**WHAT THIS EXERCISE ASKS**
(a) In the opinion piece on Putin's legitimacy, on what date is the Russian presidential election to be held?
(b) Copy the opinion piece on Putin's legitimacy starting at "It looked as" and ending at "sentences to follow.", replacing "demise" with "death" everywhere it occurs.

**EXERCISE TEXT**
——————————

It’s absurd the West still recognizes Putin as a legitimate leader
Vladimir Putin knew perfectly well that if anything happened to Alexei Navalny while he was in jail the international outrage would be huge.
Over the last year, the Kremlin did everything in its power — which is a lot — to arrive at this outcome. Navalny was Putin’s personal prisoner. This ensured that nothing could happen to Alexei unless the regime wanted it to.
The Russian opposition leader was monitored 24/7 in his cell. He was in a special “penalty cell” with much harsher conditions and sparse if not altogether nonexistent medical care.
It looked as if Putin wanted Navalny dead in prison, sooner or later. But if one presumes Navalny’s demise to be a de facto assassination the question arises — why now?
There is no shortage of explanations, based mostly on the upcoming Russian presidential election on March 17th. Or, rather, “presidential election.” In reality, this will be an act of reappointing Putin to his job, meticulously and demonstrably staged by his administration — the country’s real government. The outcome is not in doubt and those few hundred brave Russians who will dare to protest will be quickly carted off to Putin’s pliant courts, with fines or even jail sentences to follow.
Nothing that could have happened — and seemingly, did — happen to Navalny could seriously impact the outcome of the sham vote.
But there is an important international dimension to these so-called elections. In 2018, Western leaders tacitly decided to recognize Putin as president and keep on talking to him even though his election victory was the result of rampant fraud.
This time, with the Russian dictator under indictment by the International Criminal Court and his murderous assault on Ukraine entering a third year, the question of Putin’s legitimacy is on the agenda again.
There are voices in the West, especially in Eastern Europe and the Baltic States, demanding non-recognition of the Russian elections and, consequently, Putin as a legitimate head of state. This bothers the regime as it contemplates a surge of support for the Moscow-friendly populists in the upcoming European Parliament elections in June and the potential return of an isolationist, Ukraine-skeptic U.S. president to the White House.
Conventional political logic would call for a few symbolic gestures to the world to soften Russia’s image and hint at flexibility and openness after its election. Within this logical construct, Navalny would have been kept under extra protection and care.
Not so with Putin. He is obsessed with the idea of never showing weakness. In his eyes, that is anything that may suggest a compromise in dealing with his opponents; internal and, even more importantly, external.
Whether Alexey Navalny’s demise was accidental, which is very difficult to believe, or premeditated, the Kremlin’s brazenly crude and unapologetic reaction is demonstrative and deliberate.
In Putin’s world, it is also logical. He dares the West with his cruel stance. He is essentially saying: Yes, I am a dictator, I eliminate opponents and my elections are openly rigged. However, I am not Alexander Lukashenko. You shun him. But I control the war against Ukraine and possess nuclear weapons. You have no choice but to recognize me as president and eventually talk to me.

——————————

**DATA**
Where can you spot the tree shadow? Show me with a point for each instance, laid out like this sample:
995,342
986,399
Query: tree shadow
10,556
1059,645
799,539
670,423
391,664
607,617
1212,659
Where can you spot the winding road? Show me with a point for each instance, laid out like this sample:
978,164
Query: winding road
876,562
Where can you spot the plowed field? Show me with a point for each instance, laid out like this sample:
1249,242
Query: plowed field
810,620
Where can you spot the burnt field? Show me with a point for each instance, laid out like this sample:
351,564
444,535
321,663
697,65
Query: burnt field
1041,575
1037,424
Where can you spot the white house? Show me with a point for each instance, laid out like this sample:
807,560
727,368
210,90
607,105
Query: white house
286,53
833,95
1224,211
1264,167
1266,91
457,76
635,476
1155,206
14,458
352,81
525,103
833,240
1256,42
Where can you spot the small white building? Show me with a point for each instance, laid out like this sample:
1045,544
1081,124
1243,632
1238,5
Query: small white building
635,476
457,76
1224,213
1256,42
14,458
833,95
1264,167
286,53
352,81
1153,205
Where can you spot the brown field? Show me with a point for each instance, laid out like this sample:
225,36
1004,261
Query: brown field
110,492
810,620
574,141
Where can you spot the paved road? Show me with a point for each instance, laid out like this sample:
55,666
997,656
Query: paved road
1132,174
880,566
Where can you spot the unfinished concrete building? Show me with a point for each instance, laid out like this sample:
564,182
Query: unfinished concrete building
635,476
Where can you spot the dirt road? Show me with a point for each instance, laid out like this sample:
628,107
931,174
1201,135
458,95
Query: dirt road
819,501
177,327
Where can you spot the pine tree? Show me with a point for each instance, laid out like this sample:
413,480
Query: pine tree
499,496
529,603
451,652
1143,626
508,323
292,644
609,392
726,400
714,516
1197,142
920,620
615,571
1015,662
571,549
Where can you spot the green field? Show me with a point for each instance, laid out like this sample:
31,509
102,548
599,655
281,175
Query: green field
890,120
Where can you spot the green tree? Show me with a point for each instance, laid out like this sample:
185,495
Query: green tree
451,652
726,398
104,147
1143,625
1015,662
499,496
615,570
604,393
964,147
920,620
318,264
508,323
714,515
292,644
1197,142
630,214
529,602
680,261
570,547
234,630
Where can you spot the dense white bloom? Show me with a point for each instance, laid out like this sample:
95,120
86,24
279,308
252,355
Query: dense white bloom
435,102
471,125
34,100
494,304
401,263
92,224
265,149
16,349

——————————

**ANSWERS FOR THE EXERCISE**
(a) March 17th

(b)
It looked as if Putin wanted Navalny dead in prison, sooner or later. But if one presumes Navalny’s death to be a de facto assassination the question arises — why now?
There is no shortage of explanations, based mostly on the upcoming Russian presidential election on March 17th. Or, rather, “presidential election.” In reality, this will be an act of reappointing Putin to his job, meticulously and demonstrably staged by his administration — the country’s real government. The outcome is not in doubt and those few hundred brave Russians who will dare to protest will be quickly carted off to Putin’s pliant courts, with fines or even jail sentences to follow.